◆ **What this task involves**
Repeat the data word for word, starting with the line that contains "I'd appreciate your help finding the blue cap" and going on through the end of the data. Leave the pictures out of your answer.

^^^^

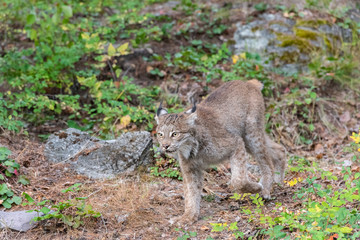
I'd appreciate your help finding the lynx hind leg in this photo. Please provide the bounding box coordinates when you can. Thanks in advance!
[230,139,263,193]
[245,127,274,199]
[265,135,286,184]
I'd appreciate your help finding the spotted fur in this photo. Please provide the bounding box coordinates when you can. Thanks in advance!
[156,80,286,222]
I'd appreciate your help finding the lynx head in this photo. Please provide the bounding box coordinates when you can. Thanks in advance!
[155,103,198,158]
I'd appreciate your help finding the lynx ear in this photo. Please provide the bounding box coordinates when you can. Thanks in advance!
[185,103,197,126]
[155,101,168,124]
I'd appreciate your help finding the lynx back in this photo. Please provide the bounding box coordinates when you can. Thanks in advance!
[155,80,286,222]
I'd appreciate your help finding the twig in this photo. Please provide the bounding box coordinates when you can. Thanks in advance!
[106,60,118,82]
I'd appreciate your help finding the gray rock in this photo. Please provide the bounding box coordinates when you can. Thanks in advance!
[0,211,44,232]
[234,13,352,74]
[44,128,153,179]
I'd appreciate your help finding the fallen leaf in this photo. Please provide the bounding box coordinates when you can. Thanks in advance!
[200,226,210,231]
[327,233,339,240]
[146,66,154,73]
[340,111,351,123]
[314,143,324,154]
[120,115,131,128]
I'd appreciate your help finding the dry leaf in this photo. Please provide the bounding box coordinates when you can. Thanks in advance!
[340,111,351,123]
[146,66,154,73]
[120,115,131,128]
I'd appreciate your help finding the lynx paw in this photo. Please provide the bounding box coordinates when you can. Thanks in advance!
[169,214,199,226]
[261,189,271,200]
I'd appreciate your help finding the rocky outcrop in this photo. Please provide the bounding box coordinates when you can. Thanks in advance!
[234,13,352,73]
[44,128,153,178]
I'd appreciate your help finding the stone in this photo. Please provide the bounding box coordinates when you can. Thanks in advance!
[0,211,44,232]
[44,128,153,179]
[234,12,352,74]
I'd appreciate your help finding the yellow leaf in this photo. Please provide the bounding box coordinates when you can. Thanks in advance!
[116,43,129,55]
[108,43,116,57]
[201,55,208,61]
[95,91,102,100]
[120,115,131,127]
[340,227,352,233]
[81,33,90,40]
[231,55,239,64]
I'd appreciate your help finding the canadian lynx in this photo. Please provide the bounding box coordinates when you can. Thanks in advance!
[155,80,286,223]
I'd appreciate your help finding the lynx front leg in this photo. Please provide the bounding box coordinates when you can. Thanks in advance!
[171,158,203,224]
[230,139,262,193]
[245,127,274,199]
[265,135,286,184]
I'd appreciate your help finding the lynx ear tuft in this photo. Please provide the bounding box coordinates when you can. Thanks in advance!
[185,102,196,114]
[156,101,168,117]
[185,103,197,126]
[155,101,168,124]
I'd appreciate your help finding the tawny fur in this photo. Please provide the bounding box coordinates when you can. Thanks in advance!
[156,80,286,222]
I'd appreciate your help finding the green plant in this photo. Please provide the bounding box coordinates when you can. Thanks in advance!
[150,146,182,180]
[175,228,197,240]
[22,183,101,228]
[0,147,29,208]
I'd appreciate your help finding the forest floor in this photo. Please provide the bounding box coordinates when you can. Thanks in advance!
[0,0,360,239]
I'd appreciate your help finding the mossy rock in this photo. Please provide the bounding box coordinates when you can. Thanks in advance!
[234,13,352,71]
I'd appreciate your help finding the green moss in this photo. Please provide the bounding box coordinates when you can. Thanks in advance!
[268,20,291,27]
[276,33,316,53]
[251,26,261,32]
[279,52,300,63]
[295,19,331,28]
[293,27,321,40]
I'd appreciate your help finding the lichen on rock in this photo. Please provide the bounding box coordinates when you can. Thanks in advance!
[234,13,351,73]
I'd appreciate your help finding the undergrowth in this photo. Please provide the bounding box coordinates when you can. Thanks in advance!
[211,130,360,240]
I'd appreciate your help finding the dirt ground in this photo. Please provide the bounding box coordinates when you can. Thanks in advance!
[0,1,360,240]
[0,113,356,239]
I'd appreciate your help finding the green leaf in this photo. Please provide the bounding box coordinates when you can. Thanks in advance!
[310,92,316,99]
[339,227,352,233]
[6,190,14,197]
[61,5,73,18]
[26,13,36,25]
[2,200,11,208]
[40,207,51,214]
[12,196,22,205]
[0,147,11,160]
[51,13,60,24]
[108,43,116,57]
[0,183,9,195]
[116,42,129,55]
[22,192,35,203]
[18,175,30,185]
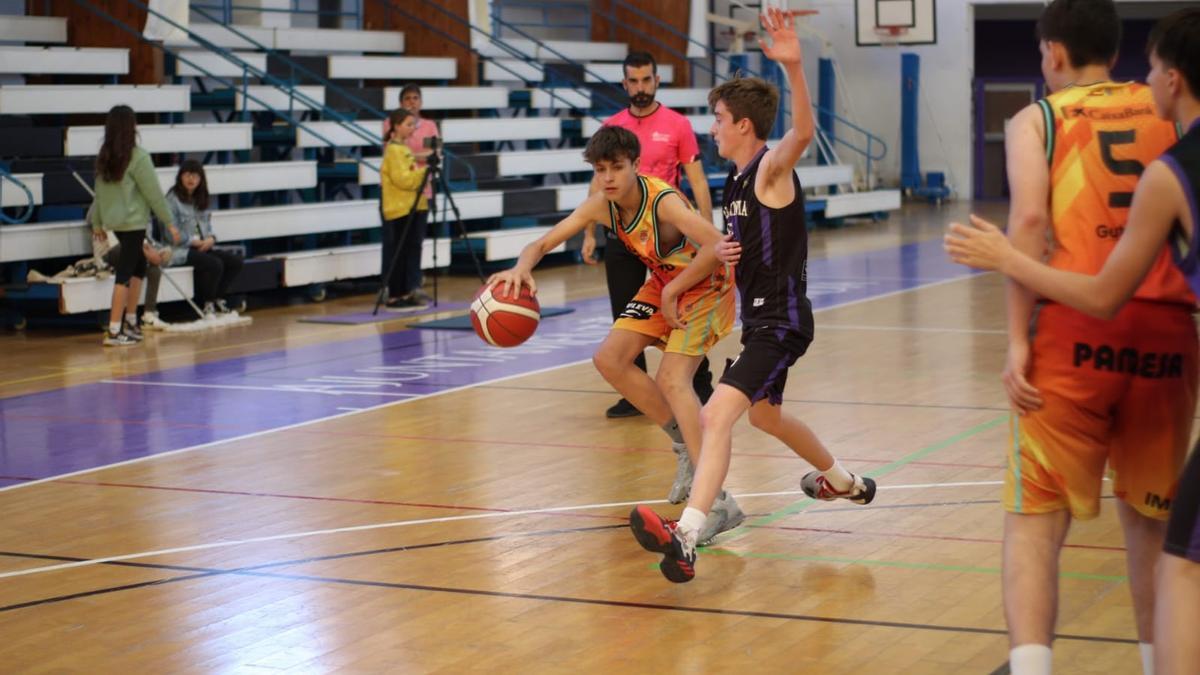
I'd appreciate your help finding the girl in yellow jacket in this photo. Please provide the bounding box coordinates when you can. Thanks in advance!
[380,108,430,309]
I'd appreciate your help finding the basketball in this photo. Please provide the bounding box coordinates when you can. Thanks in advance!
[470,283,541,347]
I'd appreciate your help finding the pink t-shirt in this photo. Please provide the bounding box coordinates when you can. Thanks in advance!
[605,104,700,189]
[407,118,438,198]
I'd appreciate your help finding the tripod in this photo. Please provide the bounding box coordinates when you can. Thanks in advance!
[371,137,487,316]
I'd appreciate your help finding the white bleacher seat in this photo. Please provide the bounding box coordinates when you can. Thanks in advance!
[484,59,546,82]
[0,84,192,115]
[329,55,458,80]
[470,35,538,59]
[233,84,325,110]
[467,225,566,262]
[556,183,590,211]
[0,16,67,44]
[55,267,196,313]
[275,28,405,53]
[65,123,254,157]
[583,61,674,84]
[0,47,130,74]
[497,148,592,175]
[0,220,91,263]
[175,49,266,77]
[212,199,379,241]
[538,40,624,62]
[654,86,708,108]
[155,161,317,195]
[166,23,275,50]
[0,173,42,206]
[383,86,509,110]
[442,118,563,143]
[529,86,592,110]
[822,190,900,217]
[296,120,383,148]
[263,238,450,288]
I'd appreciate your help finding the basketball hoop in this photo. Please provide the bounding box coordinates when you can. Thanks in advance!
[875,25,908,47]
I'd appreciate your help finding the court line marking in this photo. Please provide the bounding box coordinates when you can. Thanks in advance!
[0,473,1001,579]
[0,269,976,492]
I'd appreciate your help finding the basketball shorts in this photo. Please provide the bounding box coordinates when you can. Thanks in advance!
[612,275,737,357]
[721,325,812,406]
[1163,443,1200,562]
[1004,300,1198,520]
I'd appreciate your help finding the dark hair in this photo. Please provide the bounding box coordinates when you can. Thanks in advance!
[170,160,209,211]
[620,52,659,78]
[583,126,642,165]
[383,108,413,143]
[400,82,421,103]
[1146,7,1200,98]
[1038,0,1121,68]
[96,106,138,183]
[708,77,779,141]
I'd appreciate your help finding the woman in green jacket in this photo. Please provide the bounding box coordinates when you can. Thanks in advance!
[91,106,179,347]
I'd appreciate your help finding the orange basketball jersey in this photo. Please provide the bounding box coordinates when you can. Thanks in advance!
[1038,82,1195,305]
[608,175,732,291]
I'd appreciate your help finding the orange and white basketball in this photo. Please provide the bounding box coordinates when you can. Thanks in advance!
[470,283,541,347]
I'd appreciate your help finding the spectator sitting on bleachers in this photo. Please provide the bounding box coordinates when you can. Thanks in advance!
[91,106,179,347]
[163,160,244,317]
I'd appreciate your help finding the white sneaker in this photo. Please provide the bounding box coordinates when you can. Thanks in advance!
[142,312,170,330]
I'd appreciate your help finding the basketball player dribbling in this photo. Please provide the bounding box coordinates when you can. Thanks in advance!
[488,126,745,540]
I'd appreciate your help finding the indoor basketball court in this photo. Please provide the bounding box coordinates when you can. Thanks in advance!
[0,0,1185,674]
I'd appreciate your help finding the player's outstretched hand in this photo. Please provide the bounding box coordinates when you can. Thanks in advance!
[714,232,742,265]
[758,7,803,64]
[487,268,538,298]
[942,215,1016,271]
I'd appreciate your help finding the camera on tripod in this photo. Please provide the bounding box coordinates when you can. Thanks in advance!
[422,136,442,168]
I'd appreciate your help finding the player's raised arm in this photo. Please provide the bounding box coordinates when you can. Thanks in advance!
[487,192,608,295]
[758,7,814,190]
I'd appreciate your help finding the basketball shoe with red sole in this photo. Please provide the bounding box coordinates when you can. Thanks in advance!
[629,506,696,584]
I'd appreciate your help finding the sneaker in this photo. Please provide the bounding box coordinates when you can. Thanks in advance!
[121,318,143,342]
[800,471,875,504]
[104,330,138,347]
[604,399,642,419]
[629,506,696,584]
[696,490,746,546]
[667,443,696,504]
[142,312,170,330]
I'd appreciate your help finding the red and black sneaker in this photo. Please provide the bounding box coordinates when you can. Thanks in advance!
[629,506,696,584]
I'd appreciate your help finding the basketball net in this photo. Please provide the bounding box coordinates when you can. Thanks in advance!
[875,25,908,47]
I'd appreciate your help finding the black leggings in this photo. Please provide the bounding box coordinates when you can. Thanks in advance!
[113,229,146,286]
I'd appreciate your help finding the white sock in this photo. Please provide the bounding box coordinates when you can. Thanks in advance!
[821,460,854,492]
[679,507,708,542]
[1008,645,1051,675]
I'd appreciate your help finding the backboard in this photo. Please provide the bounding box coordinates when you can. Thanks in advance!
[854,0,937,47]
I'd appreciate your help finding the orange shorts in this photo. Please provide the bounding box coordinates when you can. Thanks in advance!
[1004,300,1198,520]
[612,275,737,357]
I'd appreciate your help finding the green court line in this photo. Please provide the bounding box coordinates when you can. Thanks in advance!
[748,414,1008,528]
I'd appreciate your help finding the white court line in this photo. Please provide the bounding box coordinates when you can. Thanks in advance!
[0,480,1003,579]
[100,380,424,393]
[817,323,1008,335]
[0,269,973,492]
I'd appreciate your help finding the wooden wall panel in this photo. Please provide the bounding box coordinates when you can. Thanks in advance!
[362,0,479,86]
[592,0,691,86]
[25,0,163,84]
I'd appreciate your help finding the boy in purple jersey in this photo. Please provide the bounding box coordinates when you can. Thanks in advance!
[946,8,1200,675]
[629,8,875,584]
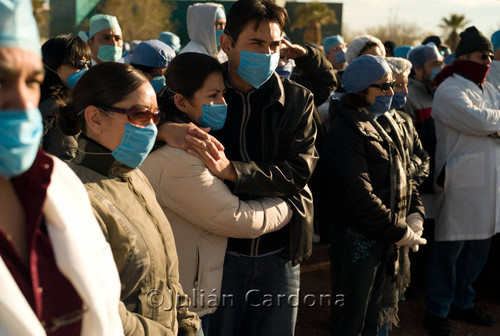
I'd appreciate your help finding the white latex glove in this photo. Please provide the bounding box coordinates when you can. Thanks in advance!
[406,212,424,252]
[396,226,427,246]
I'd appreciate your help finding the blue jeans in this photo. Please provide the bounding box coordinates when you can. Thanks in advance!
[210,252,300,336]
[330,225,390,336]
[426,238,491,318]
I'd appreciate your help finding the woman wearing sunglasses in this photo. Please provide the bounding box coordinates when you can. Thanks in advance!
[141,53,292,335]
[325,55,425,335]
[39,34,92,160]
[56,62,199,335]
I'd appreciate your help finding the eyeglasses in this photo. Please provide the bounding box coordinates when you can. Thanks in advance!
[63,60,91,70]
[481,53,495,61]
[370,81,396,92]
[97,106,160,126]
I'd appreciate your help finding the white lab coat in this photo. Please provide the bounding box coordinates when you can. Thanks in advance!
[0,157,123,336]
[432,74,500,241]
[486,60,500,94]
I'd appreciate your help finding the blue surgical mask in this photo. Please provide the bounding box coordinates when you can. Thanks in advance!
[391,92,408,110]
[238,50,280,89]
[200,104,227,131]
[333,50,345,63]
[429,67,443,82]
[0,108,43,178]
[66,68,89,89]
[111,123,158,168]
[97,45,123,62]
[276,61,293,78]
[215,30,224,48]
[150,76,166,93]
[366,96,392,118]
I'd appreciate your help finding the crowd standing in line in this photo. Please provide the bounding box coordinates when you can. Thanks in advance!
[0,0,500,336]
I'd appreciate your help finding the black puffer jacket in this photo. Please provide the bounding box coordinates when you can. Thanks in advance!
[325,103,424,242]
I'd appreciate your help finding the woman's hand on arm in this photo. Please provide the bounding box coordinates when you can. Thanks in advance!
[157,122,224,160]
[186,135,238,183]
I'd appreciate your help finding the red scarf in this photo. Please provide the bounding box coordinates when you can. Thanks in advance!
[434,61,490,88]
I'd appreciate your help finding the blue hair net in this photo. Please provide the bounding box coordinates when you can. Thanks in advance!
[130,40,175,68]
[394,45,411,58]
[89,14,122,38]
[491,30,500,51]
[215,7,226,19]
[158,32,181,52]
[321,35,344,52]
[0,0,41,55]
[408,43,442,66]
[342,55,392,93]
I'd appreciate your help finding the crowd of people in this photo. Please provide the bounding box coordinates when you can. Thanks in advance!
[0,0,500,336]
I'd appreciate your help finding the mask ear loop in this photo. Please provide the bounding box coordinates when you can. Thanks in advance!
[42,63,59,77]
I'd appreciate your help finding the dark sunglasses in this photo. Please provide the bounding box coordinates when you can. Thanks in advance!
[481,53,495,61]
[370,81,396,92]
[97,106,160,126]
[63,60,91,70]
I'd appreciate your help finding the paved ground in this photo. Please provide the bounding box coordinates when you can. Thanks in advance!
[296,237,500,336]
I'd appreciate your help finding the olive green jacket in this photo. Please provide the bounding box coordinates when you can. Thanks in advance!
[69,136,199,336]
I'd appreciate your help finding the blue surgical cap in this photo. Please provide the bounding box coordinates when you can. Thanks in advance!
[89,14,122,38]
[342,55,392,93]
[321,35,344,52]
[158,32,181,52]
[394,45,411,58]
[444,53,456,65]
[0,0,41,55]
[130,40,175,68]
[78,30,89,43]
[408,43,442,67]
[491,30,500,51]
[215,7,226,20]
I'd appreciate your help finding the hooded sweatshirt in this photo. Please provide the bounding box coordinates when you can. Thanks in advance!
[180,2,227,63]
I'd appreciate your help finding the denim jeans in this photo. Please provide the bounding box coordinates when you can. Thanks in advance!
[426,238,491,318]
[210,252,300,336]
[330,225,389,336]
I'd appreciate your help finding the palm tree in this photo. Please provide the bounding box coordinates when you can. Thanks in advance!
[291,1,338,45]
[439,14,469,50]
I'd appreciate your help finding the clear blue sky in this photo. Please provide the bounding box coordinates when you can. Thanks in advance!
[336,0,500,37]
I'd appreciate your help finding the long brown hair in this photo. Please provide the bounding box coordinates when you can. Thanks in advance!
[57,62,148,135]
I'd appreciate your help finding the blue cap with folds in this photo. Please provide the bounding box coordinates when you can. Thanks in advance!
[491,30,500,51]
[130,40,175,68]
[215,6,226,20]
[342,55,392,93]
[321,35,344,52]
[408,43,442,66]
[158,32,181,52]
[394,45,411,58]
[0,0,41,54]
[89,14,122,38]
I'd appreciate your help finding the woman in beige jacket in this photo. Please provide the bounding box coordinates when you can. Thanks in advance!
[141,53,292,334]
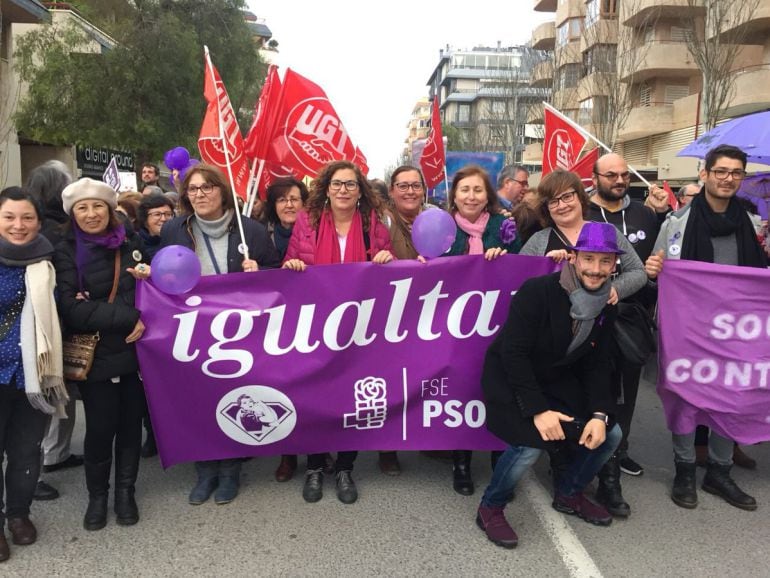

^^^^

◆ **Exercise result**
I'd appreciate your help finding the blue cap with folds in this photo. Please provide the bounding box coordinates when you can. Thanks in advance!
[491,30,500,51]
[130,40,175,68]
[215,6,226,20]
[342,55,392,93]
[321,35,344,52]
[408,43,442,66]
[158,32,181,52]
[394,45,411,58]
[0,0,41,54]
[89,14,122,38]
I'd appreciate your help finding the woman in beige jacket in this photo. Please provide the bounding box coordinates when you can. Thanks in advance!
[141,53,292,334]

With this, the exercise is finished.